_Exercise instructions_. An exact repetition of every entry, with no images, is the required answer.

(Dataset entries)
_ _ _ _
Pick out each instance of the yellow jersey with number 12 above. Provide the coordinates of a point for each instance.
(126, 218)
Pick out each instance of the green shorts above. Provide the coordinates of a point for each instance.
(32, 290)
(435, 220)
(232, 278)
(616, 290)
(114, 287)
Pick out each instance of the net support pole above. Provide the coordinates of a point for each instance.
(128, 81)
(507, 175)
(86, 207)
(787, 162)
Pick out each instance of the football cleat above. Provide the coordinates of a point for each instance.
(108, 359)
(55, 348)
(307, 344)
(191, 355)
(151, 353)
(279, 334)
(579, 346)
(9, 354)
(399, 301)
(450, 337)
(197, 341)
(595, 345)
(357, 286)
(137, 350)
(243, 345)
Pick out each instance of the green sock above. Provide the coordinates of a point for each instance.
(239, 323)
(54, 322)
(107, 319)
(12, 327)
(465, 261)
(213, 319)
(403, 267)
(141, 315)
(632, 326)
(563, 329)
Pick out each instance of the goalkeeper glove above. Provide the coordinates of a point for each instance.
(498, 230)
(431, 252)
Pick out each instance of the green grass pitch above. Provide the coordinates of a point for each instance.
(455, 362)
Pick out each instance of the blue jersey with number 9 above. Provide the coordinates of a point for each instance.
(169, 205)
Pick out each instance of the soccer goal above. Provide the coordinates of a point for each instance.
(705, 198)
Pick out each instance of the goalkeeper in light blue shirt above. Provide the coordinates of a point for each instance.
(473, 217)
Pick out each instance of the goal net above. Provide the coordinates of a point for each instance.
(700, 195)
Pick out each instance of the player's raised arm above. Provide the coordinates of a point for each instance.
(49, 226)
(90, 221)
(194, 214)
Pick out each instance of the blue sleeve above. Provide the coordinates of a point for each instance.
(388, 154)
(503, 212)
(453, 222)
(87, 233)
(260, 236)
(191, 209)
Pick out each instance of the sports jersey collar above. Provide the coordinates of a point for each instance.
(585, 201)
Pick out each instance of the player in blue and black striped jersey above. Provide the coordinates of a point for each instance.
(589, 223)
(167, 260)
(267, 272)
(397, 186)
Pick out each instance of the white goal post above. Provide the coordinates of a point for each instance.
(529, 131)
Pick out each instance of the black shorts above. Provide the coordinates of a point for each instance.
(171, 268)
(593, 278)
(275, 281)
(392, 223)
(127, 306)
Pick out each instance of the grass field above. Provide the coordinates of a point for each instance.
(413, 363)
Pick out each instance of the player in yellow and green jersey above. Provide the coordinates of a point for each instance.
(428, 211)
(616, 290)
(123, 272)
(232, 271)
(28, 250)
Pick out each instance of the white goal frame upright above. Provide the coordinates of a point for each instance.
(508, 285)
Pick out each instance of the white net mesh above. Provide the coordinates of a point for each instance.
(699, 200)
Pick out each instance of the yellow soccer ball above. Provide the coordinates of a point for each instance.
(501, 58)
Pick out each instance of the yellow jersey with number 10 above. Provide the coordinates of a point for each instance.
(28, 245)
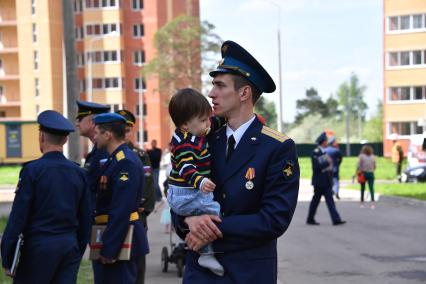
_ _ _ _
_Final answer_.
Pick out each instance of the yellow jersey with number 12 above. Provide the coordinates of a point for each instance.
(126, 218)
Pick out each instance of the green shorts above. Provide the coordinates of a point for each instance.
(32, 290)
(435, 220)
(232, 278)
(616, 290)
(114, 287)
Pick out each instance of the net support pole above. Provide the coordinates of a point for each instance.
(128, 81)
(507, 175)
(86, 207)
(787, 162)
Pick out each instance of the football cleat above. Provide the coordinates of a point for each instance.
(108, 359)
(55, 348)
(307, 344)
(191, 355)
(151, 353)
(279, 334)
(579, 346)
(9, 354)
(399, 301)
(450, 337)
(197, 341)
(595, 345)
(357, 286)
(137, 350)
(243, 345)
Pick out each instance of the green sock above. Provide the coordinates of a point for each instance.
(239, 323)
(54, 322)
(107, 319)
(12, 327)
(465, 261)
(213, 319)
(403, 267)
(141, 315)
(632, 326)
(563, 329)
Pick out each instance of the goalkeeper glove above. Provide the coordinates of a point for each instance.
(498, 230)
(431, 252)
Pick out each instance of the green grass pitch above. Provide the coordinates of a point for each instance.
(455, 362)
Pick out each instance of the blue jersey with number 9 above. Provide the coordinates of a point for each instance.
(169, 205)
Pick out each instance of the soccer goal above. Provide the coordinates of a point for each instance.
(705, 198)
Pick out each instance of the goalkeeper in light blue shirt above. Provide the coordinates of a point for each instance.
(473, 217)
Pick out each instance of the goal net above. Provide the coordinates of a point for each instance.
(700, 195)
Pick out each instance of the player's raised arm above. Provide the coordinates of a point for each instance.
(49, 226)
(90, 221)
(194, 214)
Pick out each instance of the blue sleeve above. Provide the coordinates of a point for each instance.
(388, 154)
(503, 212)
(453, 222)
(87, 233)
(260, 236)
(191, 209)
Pick out each instance of the sports jersey collar above. Provide the coordinates of a point for each instance.
(585, 201)
Pick out each instance of the player in blue and black striped jersey above. Provide the coordinates of a point for each instance.
(589, 223)
(167, 260)
(267, 272)
(397, 186)
Pick out each instance of the white goal post above. Provide the coordinates of a point for each instance.
(529, 131)
Pick out each instance of the black shorts above. Provide the coordinates of a point for each instance.
(171, 268)
(593, 278)
(275, 281)
(392, 223)
(127, 306)
Pick out each instance of the grass field above. Provide the coordinates of a point for each instance.
(413, 363)
Pick out each instance of the player in yellow and green jersey above. Provide the coordinates of a point for each instance.
(428, 211)
(616, 290)
(123, 272)
(232, 271)
(28, 250)
Pick out each instance of the white goal frame upright above. Provide the coordinates of a point for each instance.
(508, 285)
Pick out each instance of the white net mesh above. Provide the coordinates of a point for each instance.
(699, 200)
Pick out each instance of the yellow soccer ball above. Provide the coordinates of a point for each instance.
(501, 58)
Pick out each instance of the yellow jersey with number 10 above. Provide the coordinates of a point for each instance.
(28, 245)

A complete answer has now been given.